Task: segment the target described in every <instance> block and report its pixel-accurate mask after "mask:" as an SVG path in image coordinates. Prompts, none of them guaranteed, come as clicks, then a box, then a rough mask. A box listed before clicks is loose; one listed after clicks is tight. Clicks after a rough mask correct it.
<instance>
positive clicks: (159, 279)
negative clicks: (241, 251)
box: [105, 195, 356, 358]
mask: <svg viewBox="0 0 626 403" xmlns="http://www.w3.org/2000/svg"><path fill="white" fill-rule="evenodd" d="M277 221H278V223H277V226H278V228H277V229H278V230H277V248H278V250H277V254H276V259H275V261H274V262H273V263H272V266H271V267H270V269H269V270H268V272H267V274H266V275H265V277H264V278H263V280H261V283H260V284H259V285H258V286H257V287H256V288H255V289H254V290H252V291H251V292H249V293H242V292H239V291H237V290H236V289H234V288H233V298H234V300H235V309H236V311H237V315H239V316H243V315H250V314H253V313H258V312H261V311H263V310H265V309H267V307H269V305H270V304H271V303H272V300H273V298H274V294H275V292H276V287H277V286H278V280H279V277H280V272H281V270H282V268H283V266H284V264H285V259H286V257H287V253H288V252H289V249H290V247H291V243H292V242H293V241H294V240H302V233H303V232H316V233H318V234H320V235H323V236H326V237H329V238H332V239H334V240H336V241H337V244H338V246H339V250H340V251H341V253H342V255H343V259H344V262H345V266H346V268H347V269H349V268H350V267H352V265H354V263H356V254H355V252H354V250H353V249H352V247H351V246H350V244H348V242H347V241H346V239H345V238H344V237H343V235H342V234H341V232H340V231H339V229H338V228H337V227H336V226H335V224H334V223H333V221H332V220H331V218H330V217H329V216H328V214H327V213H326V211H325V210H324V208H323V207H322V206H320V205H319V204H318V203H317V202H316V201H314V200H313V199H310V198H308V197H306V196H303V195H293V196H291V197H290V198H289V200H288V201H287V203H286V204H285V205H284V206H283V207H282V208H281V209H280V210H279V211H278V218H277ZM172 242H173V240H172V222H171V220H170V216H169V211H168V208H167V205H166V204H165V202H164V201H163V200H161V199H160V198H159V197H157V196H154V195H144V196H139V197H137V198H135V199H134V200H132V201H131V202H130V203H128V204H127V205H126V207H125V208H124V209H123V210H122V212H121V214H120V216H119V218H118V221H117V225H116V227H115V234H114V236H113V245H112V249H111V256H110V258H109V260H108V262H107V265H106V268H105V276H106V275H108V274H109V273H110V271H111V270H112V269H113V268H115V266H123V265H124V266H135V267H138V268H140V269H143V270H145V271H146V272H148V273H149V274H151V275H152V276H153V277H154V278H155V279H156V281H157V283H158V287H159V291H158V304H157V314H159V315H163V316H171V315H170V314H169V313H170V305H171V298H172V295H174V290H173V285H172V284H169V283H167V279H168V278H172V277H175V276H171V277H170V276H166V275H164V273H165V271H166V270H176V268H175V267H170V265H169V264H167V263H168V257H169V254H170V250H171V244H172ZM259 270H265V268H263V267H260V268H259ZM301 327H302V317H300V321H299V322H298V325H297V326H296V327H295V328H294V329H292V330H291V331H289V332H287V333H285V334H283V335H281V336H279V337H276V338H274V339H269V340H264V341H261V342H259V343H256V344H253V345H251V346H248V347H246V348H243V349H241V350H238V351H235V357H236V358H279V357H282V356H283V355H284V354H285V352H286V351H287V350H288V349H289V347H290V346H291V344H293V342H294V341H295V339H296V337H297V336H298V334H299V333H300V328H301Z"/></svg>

--------------------------------------------------

> _Your goal_
Return the material exactly as it stands above, but only from its first line to the line containing "negative clicks: (241, 251)", both ends included.

> _Written answer_
Task: segment the target described in every <instance> block and report its pixel-accurate mask after "mask:" as an SVG path in image coordinates. Prompts, none of them guaranteed, come as clicks, then a box, then a rough mask. A box listed before clicks is loose; one listed after clicks is tight. Clicks after a rough mask correct it.
<instance>
positive clicks: (159, 279)
negative clicks: (241, 251)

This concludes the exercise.